#### [Task]
All of the data is to be set down again without alteration.

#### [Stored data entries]
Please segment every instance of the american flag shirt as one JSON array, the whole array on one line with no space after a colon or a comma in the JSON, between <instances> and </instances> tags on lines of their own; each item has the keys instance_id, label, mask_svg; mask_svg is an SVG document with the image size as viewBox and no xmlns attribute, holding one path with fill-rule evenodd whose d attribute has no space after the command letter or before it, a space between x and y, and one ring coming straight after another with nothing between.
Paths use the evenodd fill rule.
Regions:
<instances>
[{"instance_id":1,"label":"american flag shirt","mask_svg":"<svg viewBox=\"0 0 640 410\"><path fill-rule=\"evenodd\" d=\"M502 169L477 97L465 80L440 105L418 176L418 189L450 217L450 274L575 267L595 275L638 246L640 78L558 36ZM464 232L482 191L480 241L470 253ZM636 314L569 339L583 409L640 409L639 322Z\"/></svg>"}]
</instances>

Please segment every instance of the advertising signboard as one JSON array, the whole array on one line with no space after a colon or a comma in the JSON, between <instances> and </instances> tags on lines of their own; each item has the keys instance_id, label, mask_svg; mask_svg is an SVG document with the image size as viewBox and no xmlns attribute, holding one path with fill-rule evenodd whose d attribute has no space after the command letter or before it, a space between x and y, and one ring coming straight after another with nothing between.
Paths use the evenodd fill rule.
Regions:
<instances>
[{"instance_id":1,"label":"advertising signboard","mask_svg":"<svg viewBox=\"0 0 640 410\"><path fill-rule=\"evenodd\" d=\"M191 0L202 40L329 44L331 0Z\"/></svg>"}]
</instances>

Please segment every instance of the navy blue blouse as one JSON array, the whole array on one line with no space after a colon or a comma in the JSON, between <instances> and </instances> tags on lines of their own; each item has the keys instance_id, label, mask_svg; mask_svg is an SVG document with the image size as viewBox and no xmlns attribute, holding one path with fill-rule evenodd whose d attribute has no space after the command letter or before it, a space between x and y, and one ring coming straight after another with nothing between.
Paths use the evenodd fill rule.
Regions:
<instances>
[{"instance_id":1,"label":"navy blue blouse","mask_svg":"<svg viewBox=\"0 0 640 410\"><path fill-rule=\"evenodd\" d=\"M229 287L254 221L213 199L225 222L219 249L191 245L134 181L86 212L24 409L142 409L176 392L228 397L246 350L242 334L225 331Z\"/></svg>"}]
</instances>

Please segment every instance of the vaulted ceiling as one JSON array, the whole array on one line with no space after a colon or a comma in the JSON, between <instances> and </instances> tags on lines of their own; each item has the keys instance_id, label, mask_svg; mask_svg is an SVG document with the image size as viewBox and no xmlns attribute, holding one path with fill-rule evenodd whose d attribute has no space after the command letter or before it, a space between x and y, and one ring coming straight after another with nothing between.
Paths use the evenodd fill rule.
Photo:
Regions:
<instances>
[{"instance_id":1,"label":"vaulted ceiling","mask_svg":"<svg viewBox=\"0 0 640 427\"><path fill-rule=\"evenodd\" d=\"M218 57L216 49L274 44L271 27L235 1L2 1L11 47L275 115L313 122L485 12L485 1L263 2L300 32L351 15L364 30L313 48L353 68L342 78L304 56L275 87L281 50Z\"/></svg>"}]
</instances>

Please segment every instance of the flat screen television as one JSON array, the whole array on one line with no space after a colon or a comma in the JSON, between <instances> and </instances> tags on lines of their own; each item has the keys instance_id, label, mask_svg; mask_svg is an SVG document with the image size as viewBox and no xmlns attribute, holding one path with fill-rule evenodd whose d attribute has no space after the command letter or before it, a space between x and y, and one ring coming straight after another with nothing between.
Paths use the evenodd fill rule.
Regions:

#### [Completed task]
Please segment every instance of the american flag shirt as one JSON array, the whole array on one line with no space after a colon or a comma in the JSON, between <instances> and </instances> tags on lines of their own; each item has the keys instance_id, label, mask_svg; mask_svg is an SVG document with the image size as viewBox and no xmlns attribute, holding one path with fill-rule evenodd whose d attribute has no space after the command letter or before it, a space between x and y, and one ring coming straight after another with nothing between.
Paths use the evenodd fill rule.
Regions:
<instances>
[{"instance_id":1,"label":"american flag shirt","mask_svg":"<svg viewBox=\"0 0 640 410\"><path fill-rule=\"evenodd\" d=\"M502 169L477 97L465 80L440 105L418 176L418 189L450 217L450 274L575 267L595 275L638 246L640 78L558 36ZM464 232L482 191L480 241L470 253ZM636 314L569 339L583 409L640 409L639 322Z\"/></svg>"}]
</instances>

Please segment every instance of the advertising signboard as one JSON array, the whole array on one line with no space after a colon or a comma in the JSON, between <instances> and </instances> tags on lines of their own; each item has the keys instance_id, label, mask_svg; mask_svg is an SVG document with the image size as viewBox and no xmlns attribute, holding one path with fill-rule evenodd whose d attribute has no space after the command letter or before it, a space between x and y, and one ring coming straight after another with nothing between.
Paths use the evenodd fill rule.
Regions:
<instances>
[{"instance_id":1,"label":"advertising signboard","mask_svg":"<svg viewBox=\"0 0 640 410\"><path fill-rule=\"evenodd\" d=\"M191 0L202 40L329 44L331 0Z\"/></svg>"}]
</instances>

Please segment every instance of the navy blue blouse as one JSON array, the whole array on one line with no space after a colon or a comma in the JSON, between <instances> and </instances> tags on lines of their own; each item has the keys instance_id, label, mask_svg; mask_svg is an SVG document with the image size as viewBox and no xmlns attribute, holding one path with fill-rule evenodd whose d attribute has no space after the command letter or before it, a space between x and y, and one ring coming straight after another with nothing between.
Paths use the evenodd fill rule.
Regions:
<instances>
[{"instance_id":1,"label":"navy blue blouse","mask_svg":"<svg viewBox=\"0 0 640 410\"><path fill-rule=\"evenodd\" d=\"M229 287L254 221L213 199L225 222L219 249L191 245L134 181L86 212L24 409L142 409L176 392L228 397L246 350L242 334L225 331Z\"/></svg>"}]
</instances>

Please segment every instance of the vaulted ceiling as one JSON array, the whole array on one line with no space after a colon or a comma in the JSON, between <instances> and </instances> tags on lines of their own; each item has the keys instance_id, label, mask_svg; mask_svg is an SVG document with the image size as viewBox and no xmlns attribute, holding one path with fill-rule evenodd whose d attribute has no space after the command letter or before it, a space between x and y, and one ring coming straight after another with nothing between.
Paths use the evenodd fill rule.
Photo:
Regions:
<instances>
[{"instance_id":1,"label":"vaulted ceiling","mask_svg":"<svg viewBox=\"0 0 640 427\"><path fill-rule=\"evenodd\" d=\"M218 57L216 49L274 44L271 27L235 1L2 1L11 47L275 115L313 122L485 12L485 1L263 2L300 32L351 15L364 30L313 48L353 68L342 78L304 56L275 87L281 50Z\"/></svg>"}]
</instances>

Please segment every instance of the flat screen television as one JSON array, the whole array on one line with no space after a colon or a comma in the JSON, between <instances> and </instances> tags on lines of their own; each item has the keys instance_id, label, mask_svg; mask_svg is an SVG document with the image size as viewBox and no xmlns attribute, holding one path with fill-rule evenodd whose d attribute has no space after the command letter or before it, a space between x and y, and one ring coming straight after another with nothing between.
Paths use the evenodd fill rule.
Regions:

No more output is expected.